Prompt - Render the material as a numbered list, from its first line through the line containing "box: [0, 148, 399, 158]", both included. Omit any blank lines.

Data excerpts -
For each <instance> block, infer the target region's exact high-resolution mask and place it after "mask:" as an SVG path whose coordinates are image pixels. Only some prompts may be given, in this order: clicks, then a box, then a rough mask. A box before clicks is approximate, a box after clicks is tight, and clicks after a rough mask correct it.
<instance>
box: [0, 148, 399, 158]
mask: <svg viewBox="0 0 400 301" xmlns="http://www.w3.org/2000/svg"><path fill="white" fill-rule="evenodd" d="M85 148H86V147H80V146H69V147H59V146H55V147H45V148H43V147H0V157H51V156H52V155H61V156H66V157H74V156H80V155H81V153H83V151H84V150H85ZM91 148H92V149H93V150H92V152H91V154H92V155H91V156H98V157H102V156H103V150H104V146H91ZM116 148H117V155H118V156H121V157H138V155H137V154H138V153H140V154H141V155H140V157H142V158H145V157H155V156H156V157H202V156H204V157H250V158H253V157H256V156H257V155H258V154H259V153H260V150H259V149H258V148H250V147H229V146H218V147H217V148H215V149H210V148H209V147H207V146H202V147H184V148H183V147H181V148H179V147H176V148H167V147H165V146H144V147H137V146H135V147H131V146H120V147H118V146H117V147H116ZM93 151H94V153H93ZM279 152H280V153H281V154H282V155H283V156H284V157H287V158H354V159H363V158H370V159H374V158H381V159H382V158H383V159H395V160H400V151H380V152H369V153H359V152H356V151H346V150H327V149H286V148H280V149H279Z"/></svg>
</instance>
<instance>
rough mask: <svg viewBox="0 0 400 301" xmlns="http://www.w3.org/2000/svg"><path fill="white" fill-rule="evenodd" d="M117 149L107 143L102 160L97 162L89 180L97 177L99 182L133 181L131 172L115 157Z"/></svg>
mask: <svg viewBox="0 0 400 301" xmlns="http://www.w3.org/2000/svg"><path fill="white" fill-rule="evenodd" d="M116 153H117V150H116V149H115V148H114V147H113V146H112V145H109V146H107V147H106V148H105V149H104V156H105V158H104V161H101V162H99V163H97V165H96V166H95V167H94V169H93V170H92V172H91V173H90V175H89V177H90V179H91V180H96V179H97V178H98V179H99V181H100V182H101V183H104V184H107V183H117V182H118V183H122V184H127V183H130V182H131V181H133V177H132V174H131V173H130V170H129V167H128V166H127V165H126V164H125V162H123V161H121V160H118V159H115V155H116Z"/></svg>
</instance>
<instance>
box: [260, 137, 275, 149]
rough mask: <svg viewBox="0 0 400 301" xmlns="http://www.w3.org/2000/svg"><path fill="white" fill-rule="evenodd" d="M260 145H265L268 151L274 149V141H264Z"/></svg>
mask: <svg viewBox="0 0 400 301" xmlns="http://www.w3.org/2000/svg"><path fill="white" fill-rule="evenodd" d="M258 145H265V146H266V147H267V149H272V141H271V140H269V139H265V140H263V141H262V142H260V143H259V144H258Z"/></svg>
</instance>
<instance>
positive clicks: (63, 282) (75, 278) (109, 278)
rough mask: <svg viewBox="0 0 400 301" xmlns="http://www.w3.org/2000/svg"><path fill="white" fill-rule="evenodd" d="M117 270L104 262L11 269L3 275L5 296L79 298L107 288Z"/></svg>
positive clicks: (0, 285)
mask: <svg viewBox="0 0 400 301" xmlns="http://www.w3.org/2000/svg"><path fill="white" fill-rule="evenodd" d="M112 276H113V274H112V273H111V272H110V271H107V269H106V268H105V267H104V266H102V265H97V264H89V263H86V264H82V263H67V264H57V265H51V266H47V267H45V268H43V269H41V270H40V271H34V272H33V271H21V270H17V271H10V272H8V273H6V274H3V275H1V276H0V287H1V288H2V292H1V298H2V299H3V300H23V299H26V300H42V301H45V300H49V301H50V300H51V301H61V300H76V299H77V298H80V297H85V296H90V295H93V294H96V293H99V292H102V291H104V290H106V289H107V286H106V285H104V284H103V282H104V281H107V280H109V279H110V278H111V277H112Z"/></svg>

Answer space -
1. For each <instance> block, infer the target region's exact high-resolution mask and place it after "mask:" as an SVG path whose coordinates are image pixels. Only some prompts may be given, in this order: clicks, then a box, then a rough mask. A box before clicks is approximate, a box after clicks is tight, and clicks after a rough mask correct it.
2. <instance>
3. box: [0, 148, 399, 158]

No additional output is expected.